**WHAT IS BEING ASKED**
Count the lines below that include the word "form", then give that number and no other words.

**LISTED ENTRIES**
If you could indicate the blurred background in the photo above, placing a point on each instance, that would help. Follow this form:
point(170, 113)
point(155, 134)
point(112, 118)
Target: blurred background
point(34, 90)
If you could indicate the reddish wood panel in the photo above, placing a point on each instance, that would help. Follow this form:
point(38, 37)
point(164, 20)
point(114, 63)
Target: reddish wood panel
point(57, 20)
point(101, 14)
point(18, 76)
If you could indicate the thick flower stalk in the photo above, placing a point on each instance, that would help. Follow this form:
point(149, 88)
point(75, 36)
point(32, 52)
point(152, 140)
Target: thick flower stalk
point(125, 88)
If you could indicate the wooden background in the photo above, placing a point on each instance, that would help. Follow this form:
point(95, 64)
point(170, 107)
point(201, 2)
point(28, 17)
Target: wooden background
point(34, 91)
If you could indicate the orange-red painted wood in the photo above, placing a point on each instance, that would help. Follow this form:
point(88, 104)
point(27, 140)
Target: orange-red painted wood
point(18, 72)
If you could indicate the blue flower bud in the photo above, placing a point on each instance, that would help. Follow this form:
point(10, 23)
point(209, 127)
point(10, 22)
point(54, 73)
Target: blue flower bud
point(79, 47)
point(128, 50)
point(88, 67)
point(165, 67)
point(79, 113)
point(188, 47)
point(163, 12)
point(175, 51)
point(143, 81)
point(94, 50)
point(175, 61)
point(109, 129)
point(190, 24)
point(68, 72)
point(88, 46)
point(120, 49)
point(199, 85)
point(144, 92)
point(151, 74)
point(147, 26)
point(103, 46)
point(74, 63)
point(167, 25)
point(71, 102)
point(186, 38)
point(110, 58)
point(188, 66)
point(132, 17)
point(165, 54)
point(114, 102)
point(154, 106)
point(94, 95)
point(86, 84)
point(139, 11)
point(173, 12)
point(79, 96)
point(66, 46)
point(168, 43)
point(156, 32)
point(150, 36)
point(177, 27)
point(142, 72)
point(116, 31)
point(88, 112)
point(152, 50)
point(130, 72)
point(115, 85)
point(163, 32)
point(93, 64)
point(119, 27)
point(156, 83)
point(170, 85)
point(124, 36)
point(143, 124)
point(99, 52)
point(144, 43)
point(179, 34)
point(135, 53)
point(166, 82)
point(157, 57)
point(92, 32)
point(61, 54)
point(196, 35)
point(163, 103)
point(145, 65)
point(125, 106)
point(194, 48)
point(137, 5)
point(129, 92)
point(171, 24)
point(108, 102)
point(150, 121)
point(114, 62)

**SOLVED PROBLEM**
6